What is being asked: Tally the lines in these records that hold the string "query", and reply with the number alone.
───── Given entries
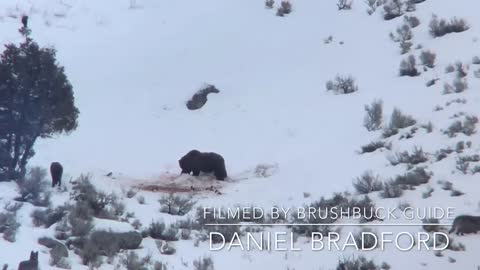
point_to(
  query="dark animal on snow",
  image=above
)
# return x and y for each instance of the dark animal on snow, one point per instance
(465, 224)
(200, 98)
(196, 162)
(31, 264)
(56, 171)
(25, 21)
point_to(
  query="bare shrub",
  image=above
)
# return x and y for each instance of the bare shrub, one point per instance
(463, 162)
(374, 116)
(367, 182)
(398, 120)
(131, 261)
(427, 58)
(374, 146)
(366, 238)
(9, 226)
(344, 4)
(391, 190)
(176, 205)
(441, 27)
(412, 21)
(416, 177)
(373, 5)
(449, 68)
(408, 67)
(403, 36)
(417, 157)
(342, 85)
(156, 229)
(358, 263)
(393, 9)
(205, 263)
(165, 248)
(476, 60)
(467, 127)
(285, 8)
(100, 204)
(131, 193)
(428, 193)
(269, 4)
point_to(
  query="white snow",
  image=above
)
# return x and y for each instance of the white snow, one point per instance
(133, 69)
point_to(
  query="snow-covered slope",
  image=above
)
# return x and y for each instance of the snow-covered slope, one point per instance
(133, 69)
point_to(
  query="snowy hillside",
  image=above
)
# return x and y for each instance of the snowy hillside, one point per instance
(134, 64)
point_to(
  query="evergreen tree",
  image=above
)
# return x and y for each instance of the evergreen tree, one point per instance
(36, 100)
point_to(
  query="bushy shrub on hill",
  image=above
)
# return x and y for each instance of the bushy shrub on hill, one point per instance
(176, 205)
(441, 27)
(393, 9)
(427, 58)
(416, 157)
(367, 182)
(36, 99)
(342, 85)
(374, 146)
(359, 263)
(408, 67)
(374, 115)
(204, 263)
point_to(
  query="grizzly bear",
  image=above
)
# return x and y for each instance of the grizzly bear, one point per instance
(196, 162)
(56, 171)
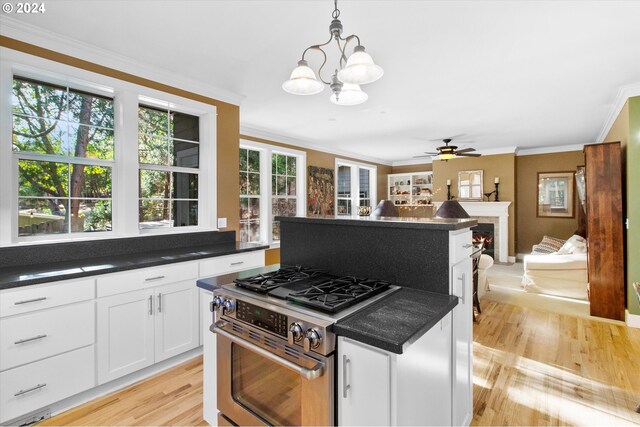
──────────
Solution to the problem: 8